* PASSAGE
** START **
- Directed by: John S. Robertson Charles Kerr (assistant)
- Written by: Josephine Lovett
- Based on: The Taming of Zenas Henry by Sara Ware Bassett
- Starring: Helen Westley James Barton Helen Mack Lon Chaney Jr.
- Music by: Roy Webb
- Production company: RKO Radio Pictures
- Release date: 1935;
- Running time: 72 minutes
- Country: United States
- Language: English
- Budget: $208,000
- Box office: $150,000

= Captain Hurricane =

1935 film by John S. Robertson

Captain Hurricane is a 1935 American drama film about the life of fishermen in Cape Cod.
** END **
* RECORD EXTRACTS
** START **
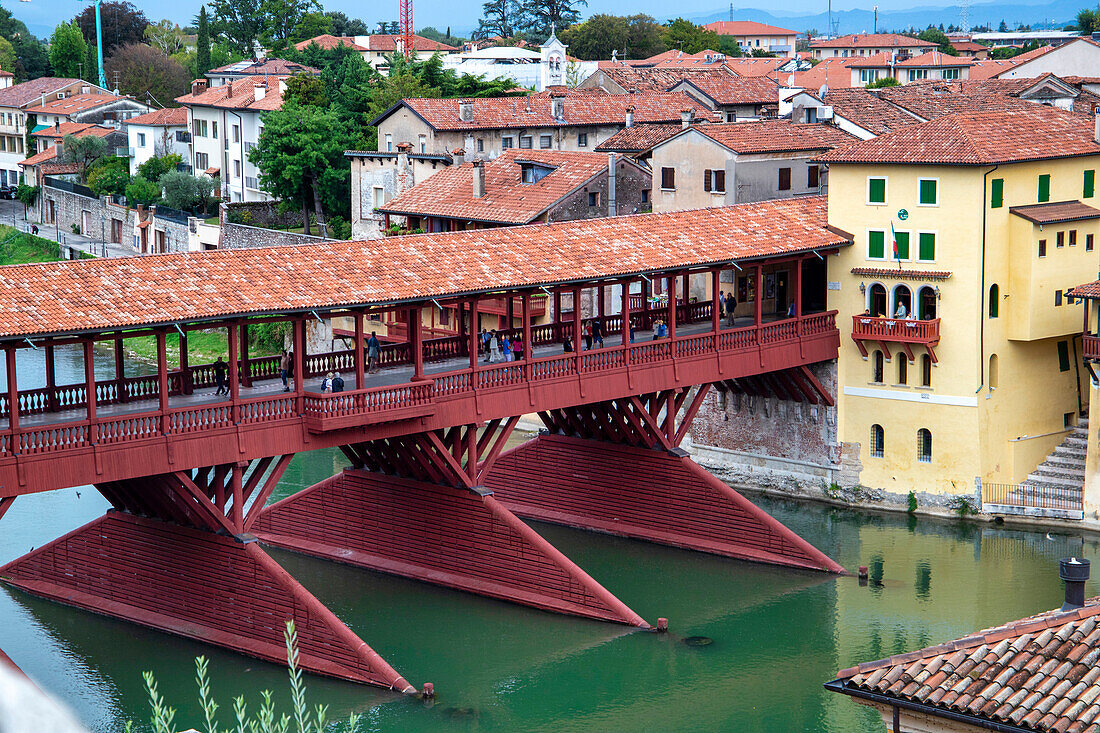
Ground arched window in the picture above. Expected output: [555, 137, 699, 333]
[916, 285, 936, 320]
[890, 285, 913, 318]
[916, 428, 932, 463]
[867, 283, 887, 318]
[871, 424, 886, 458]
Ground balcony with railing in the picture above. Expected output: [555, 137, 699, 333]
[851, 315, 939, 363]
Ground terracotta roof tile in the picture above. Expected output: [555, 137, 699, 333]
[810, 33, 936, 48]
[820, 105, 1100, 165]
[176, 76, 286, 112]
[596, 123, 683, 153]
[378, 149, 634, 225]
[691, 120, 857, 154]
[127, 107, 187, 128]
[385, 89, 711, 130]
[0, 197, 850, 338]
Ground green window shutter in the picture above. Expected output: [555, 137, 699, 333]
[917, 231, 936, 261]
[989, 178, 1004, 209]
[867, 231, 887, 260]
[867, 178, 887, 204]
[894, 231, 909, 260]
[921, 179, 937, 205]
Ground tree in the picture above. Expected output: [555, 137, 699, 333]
** END **
** START **
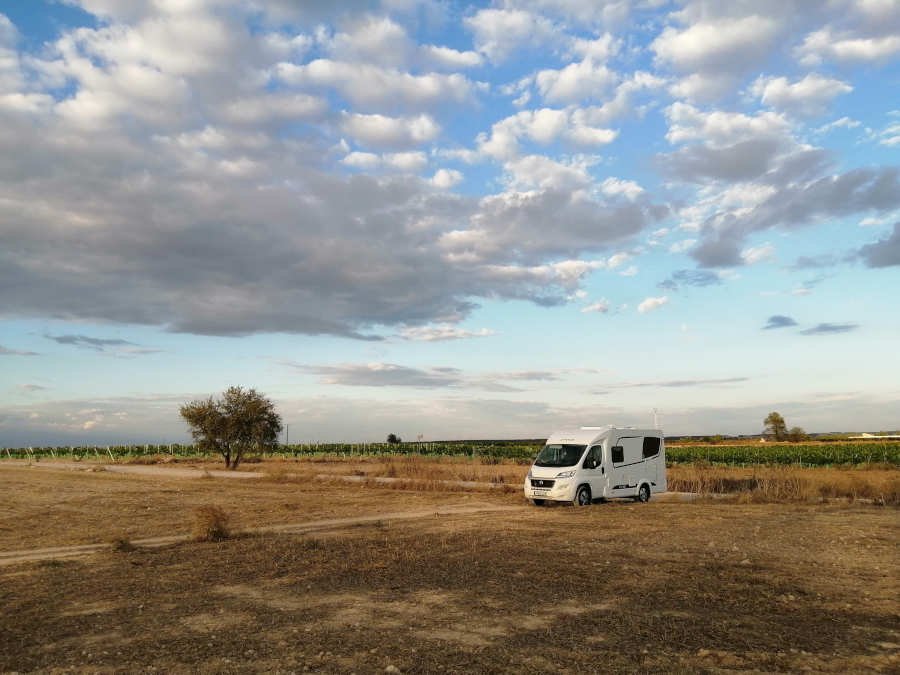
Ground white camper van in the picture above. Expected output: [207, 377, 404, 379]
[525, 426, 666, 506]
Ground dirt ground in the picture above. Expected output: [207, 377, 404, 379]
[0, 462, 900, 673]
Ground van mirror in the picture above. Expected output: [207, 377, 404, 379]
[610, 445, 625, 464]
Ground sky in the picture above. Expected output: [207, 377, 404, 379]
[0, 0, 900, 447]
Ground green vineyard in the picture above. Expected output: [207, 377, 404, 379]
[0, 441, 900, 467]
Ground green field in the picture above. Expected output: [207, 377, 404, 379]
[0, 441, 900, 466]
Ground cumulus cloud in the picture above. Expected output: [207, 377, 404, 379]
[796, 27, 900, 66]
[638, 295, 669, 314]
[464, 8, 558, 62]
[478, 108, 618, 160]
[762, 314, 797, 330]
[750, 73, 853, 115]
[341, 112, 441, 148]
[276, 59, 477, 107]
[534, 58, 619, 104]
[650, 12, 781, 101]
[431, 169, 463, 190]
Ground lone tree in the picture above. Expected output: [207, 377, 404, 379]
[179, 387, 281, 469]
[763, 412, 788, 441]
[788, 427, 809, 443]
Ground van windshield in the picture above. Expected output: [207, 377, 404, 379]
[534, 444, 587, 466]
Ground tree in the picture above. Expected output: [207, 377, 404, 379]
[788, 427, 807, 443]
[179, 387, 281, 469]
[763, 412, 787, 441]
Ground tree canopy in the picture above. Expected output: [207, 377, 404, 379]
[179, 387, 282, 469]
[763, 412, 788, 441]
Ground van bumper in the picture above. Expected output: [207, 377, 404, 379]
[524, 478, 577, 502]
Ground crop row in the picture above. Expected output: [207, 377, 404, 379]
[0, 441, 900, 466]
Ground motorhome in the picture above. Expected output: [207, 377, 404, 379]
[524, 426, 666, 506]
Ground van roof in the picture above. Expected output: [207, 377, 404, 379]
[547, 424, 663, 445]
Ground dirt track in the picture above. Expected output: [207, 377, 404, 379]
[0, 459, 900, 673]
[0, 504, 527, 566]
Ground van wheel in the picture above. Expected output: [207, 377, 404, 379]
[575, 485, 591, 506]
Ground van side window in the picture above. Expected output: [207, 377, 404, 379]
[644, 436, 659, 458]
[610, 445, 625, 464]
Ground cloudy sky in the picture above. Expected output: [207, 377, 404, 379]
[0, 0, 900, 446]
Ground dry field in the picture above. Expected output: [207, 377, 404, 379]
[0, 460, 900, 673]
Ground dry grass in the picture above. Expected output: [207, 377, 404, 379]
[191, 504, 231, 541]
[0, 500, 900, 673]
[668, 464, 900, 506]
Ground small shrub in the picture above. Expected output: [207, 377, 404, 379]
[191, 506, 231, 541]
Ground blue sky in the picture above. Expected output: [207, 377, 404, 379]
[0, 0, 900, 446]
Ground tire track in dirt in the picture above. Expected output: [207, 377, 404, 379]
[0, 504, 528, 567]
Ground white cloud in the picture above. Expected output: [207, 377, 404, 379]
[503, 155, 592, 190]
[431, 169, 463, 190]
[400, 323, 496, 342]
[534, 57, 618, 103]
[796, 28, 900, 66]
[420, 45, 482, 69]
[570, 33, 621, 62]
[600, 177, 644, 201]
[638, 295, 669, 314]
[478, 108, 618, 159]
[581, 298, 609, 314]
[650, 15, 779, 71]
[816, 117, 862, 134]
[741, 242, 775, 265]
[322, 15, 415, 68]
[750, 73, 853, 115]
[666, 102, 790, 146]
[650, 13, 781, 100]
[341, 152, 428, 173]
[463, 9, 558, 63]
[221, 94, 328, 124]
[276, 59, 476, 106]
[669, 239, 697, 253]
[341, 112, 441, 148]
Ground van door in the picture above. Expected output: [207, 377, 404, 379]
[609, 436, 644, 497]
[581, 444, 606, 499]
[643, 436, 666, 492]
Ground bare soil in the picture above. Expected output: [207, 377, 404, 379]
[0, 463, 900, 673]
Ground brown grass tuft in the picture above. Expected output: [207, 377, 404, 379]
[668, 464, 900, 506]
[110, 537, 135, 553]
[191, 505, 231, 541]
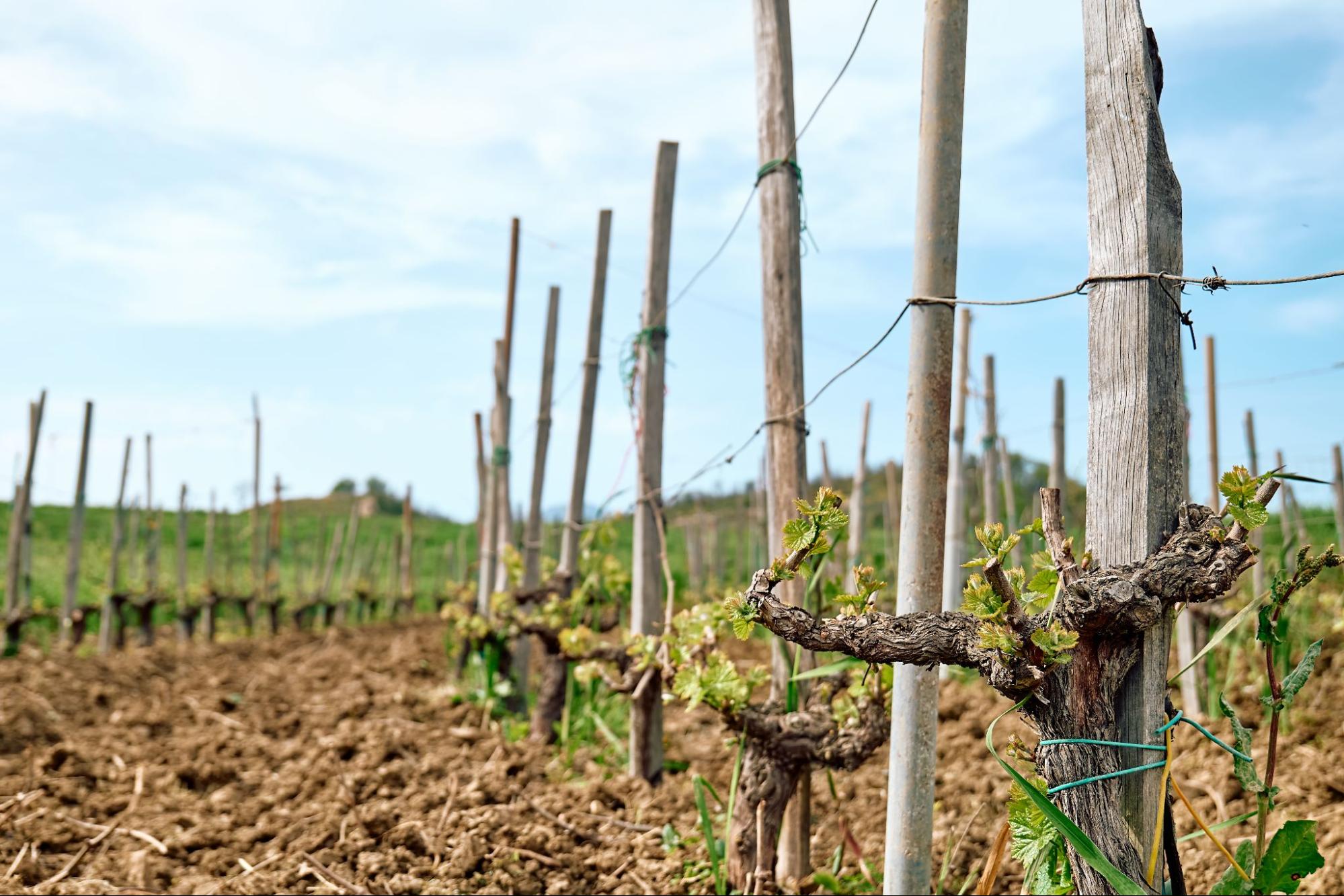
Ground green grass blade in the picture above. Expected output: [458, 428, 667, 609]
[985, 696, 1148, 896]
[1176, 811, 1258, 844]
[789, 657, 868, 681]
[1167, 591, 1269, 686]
** END **
** START **
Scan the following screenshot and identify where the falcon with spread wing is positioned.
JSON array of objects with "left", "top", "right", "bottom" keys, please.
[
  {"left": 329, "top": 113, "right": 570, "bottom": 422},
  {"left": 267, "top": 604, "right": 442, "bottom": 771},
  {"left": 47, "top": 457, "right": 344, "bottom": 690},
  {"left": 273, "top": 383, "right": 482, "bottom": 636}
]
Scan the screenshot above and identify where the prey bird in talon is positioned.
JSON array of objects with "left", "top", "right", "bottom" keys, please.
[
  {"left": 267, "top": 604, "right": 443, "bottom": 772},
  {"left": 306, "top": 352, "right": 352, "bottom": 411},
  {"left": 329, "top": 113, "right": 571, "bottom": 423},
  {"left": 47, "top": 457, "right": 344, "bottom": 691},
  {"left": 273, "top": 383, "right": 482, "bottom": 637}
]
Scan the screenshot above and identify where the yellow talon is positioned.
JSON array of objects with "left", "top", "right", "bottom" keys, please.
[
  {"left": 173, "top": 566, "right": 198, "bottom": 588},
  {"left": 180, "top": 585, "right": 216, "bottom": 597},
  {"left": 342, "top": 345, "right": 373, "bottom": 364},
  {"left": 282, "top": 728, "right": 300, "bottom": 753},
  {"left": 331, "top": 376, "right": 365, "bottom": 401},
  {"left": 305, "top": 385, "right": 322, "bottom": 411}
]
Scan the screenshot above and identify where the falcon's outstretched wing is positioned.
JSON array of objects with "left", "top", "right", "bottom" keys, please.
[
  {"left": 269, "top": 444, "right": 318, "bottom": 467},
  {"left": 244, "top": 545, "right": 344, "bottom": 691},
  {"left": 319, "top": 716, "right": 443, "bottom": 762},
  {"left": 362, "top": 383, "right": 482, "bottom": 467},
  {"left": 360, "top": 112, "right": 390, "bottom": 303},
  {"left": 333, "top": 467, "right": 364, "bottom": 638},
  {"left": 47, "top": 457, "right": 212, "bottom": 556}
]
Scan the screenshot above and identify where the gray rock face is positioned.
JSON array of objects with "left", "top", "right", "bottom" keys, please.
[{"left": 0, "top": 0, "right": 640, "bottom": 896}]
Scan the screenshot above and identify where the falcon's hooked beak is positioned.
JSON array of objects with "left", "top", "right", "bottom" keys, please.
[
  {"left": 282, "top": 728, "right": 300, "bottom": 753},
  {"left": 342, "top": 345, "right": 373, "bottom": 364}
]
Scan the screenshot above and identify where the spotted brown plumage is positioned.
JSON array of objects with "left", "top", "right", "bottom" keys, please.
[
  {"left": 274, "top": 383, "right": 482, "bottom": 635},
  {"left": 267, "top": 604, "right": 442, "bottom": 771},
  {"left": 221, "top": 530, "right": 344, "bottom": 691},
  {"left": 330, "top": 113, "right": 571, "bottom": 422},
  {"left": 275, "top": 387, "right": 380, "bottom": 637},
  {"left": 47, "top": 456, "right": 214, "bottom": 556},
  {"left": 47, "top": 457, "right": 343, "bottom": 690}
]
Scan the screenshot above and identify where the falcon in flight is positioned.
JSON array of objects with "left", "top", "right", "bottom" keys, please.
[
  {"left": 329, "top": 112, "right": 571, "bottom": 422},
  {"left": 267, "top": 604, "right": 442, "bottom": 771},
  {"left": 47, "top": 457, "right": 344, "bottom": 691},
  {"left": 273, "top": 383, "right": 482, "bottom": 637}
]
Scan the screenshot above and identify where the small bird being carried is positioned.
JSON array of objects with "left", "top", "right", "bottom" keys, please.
** END **
* TASK TO CARRY OUT
Retype everything in the Captain Hurricane text above, from "- Written by: Josephine" down to "Lon Chaney Jr.".

* COMPLETED EXERCISE
- Written by: Josephine Lovett
- Based on: The Taming of Zenas Henry by Sara Ware Bassett
- Starring: Helen Westley James Barton Helen Mack Lon Chaney Jr.